Archive for overseas travel

2011 — My year in review

Posted in Celebration, Gratitude, Light, Travel with tags , on December 31, 2011 by cgeary

Hello World —

Usually I start the new year with a list of some sort — resolutions, goals, intentions…I decided this time to first take stock of the year that is ending. It is amazing how much of it goes by in a blur. It has been an interesting process going back over memories of this one…so here are some…not in particular order..organized thematically (ish).

Transitions…The best news of the year came in late November that Ron would be working in NC starting in January. (Emily’s job at Springs Creative was a close second.) He got a good job with a very nice organization…less overseas travel. It will be so nice for him to be home and not traveling back and forth from Baltimore. It will be an adjustment for us after six years of a commute of one sort or another, but one I am happy to make. I know that he felt some sadness and ambivalence about leaving his job in Baltimore, but I know he knows this is right. I was hoping he would be able to take more time off in between jobs but that didn’t happen the way I was hoping.

When I was growing up, my family moved a lot, mostly around the Southeast US, more when I was younger and less as I got older. It seemed that one (or more) of us always got sick after the move…we always thought because of the stress perhaps. Ron did better than that though. He got very sick before his move…complicating the logistics (his and mine) in all sorts of ways. He had an acute attack of pancreatitis the Sunday before his last week in Baltimore. I flew up there immediately after I found out and was glad to be able to. Illness is a transition of sorts and is always about more than the physical symptoms. It is a way your body records your history…this may have been coming on for a while but ignored one way or the other, but it certainly has gotten Ron’s attention now. Good timing with the new job…a time to rearrange life so he is not working 10 hours a day or traveling so much…taking the easier path of living in only one place at a time and being alone less of the time. A good time to get on that healthy diet he has been talking about and getting more exercise. While I wish these changes had happened before this health crisis, I am glad that Ron is interpreting it as an awakening to taking good care of himself and slowing down.

- - - -

* [Prompt]:
In the year-in-review post, what does the writer mean by "Ron did better than that though"? Answer in one to three sentences.

- - - -

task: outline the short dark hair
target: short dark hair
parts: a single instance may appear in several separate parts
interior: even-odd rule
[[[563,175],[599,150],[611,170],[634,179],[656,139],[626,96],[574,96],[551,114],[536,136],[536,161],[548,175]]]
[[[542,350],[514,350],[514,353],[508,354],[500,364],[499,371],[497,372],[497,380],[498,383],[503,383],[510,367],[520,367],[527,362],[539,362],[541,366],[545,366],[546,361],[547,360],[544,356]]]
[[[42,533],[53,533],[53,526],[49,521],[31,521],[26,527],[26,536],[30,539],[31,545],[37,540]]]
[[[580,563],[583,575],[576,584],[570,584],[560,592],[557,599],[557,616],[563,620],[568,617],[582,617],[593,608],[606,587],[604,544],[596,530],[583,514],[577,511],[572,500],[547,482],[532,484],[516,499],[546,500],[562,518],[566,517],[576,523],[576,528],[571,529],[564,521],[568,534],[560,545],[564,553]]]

- - - -

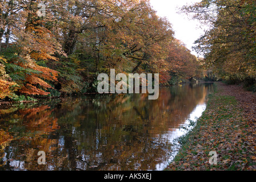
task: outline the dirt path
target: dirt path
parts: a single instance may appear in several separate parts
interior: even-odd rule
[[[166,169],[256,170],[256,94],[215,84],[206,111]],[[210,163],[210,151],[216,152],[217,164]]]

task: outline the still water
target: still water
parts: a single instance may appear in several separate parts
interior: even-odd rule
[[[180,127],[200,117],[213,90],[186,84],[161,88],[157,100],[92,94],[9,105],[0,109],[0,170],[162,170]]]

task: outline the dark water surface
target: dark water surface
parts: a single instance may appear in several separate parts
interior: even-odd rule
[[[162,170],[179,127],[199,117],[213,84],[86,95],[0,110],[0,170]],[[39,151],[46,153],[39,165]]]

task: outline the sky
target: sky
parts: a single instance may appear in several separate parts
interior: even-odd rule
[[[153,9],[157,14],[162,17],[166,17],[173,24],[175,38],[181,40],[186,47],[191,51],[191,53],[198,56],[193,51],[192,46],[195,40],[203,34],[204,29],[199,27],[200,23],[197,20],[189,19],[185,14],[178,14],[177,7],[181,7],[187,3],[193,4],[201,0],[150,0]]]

- - - -

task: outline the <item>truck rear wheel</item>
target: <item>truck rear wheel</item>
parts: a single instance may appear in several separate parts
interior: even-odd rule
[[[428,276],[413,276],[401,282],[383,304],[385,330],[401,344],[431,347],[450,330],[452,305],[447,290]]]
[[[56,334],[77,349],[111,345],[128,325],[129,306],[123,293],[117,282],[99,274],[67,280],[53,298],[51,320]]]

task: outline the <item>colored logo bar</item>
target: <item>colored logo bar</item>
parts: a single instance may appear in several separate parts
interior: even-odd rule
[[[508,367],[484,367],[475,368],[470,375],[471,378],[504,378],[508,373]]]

- - - -

* [Worked solution]:
When the writer's family moved during her childhood, one or more of them always got sick after the move, perhaps from stress. Ron outdid that pattern by getting very sick before his move: he had an acute attack of pancreatitis the Sunday before his last week in Baltimore. This complicated the logistics for both of them.